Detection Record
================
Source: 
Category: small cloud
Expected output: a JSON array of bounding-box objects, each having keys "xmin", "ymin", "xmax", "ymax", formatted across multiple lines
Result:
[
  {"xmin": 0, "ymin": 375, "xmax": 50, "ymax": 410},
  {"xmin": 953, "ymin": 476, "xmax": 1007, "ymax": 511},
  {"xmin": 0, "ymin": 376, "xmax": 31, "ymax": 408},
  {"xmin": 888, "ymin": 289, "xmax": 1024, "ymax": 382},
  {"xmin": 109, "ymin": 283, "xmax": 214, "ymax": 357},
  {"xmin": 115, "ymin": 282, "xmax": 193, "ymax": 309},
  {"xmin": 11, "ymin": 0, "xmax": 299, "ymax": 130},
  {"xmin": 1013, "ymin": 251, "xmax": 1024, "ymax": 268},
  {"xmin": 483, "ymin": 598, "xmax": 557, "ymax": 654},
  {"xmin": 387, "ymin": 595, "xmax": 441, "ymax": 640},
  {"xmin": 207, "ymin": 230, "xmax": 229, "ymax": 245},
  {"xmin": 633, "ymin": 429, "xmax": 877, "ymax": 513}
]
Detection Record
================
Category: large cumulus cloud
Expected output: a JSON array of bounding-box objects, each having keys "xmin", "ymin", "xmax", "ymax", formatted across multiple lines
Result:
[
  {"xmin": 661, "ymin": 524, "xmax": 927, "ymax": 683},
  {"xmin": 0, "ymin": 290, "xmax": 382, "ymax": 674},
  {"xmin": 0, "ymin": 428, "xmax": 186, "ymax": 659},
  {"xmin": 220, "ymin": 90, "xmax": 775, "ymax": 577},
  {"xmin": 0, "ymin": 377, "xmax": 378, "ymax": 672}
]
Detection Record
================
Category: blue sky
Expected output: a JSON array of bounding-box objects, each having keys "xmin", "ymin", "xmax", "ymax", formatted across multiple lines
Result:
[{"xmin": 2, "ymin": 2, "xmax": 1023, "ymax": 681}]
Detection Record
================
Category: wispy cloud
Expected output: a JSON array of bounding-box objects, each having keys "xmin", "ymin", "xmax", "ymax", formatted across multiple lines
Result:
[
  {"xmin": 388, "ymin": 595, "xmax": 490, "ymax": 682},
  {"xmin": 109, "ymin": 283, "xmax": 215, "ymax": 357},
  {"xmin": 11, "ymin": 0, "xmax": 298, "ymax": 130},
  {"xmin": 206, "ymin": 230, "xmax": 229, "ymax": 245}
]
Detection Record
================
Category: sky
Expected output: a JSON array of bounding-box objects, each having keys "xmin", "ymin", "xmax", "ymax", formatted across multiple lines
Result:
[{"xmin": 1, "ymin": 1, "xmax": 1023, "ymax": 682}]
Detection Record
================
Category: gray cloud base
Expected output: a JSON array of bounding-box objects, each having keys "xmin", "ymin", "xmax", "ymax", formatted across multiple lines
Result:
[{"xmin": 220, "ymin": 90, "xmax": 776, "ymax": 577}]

▶ [The problem]:
Select every line of the material above holding the word "cloud" and copy it.

▶ [Reply]:
Category: small cloud
Category: large cumulus cloud
Category: wispy cloud
Category: gray cloud base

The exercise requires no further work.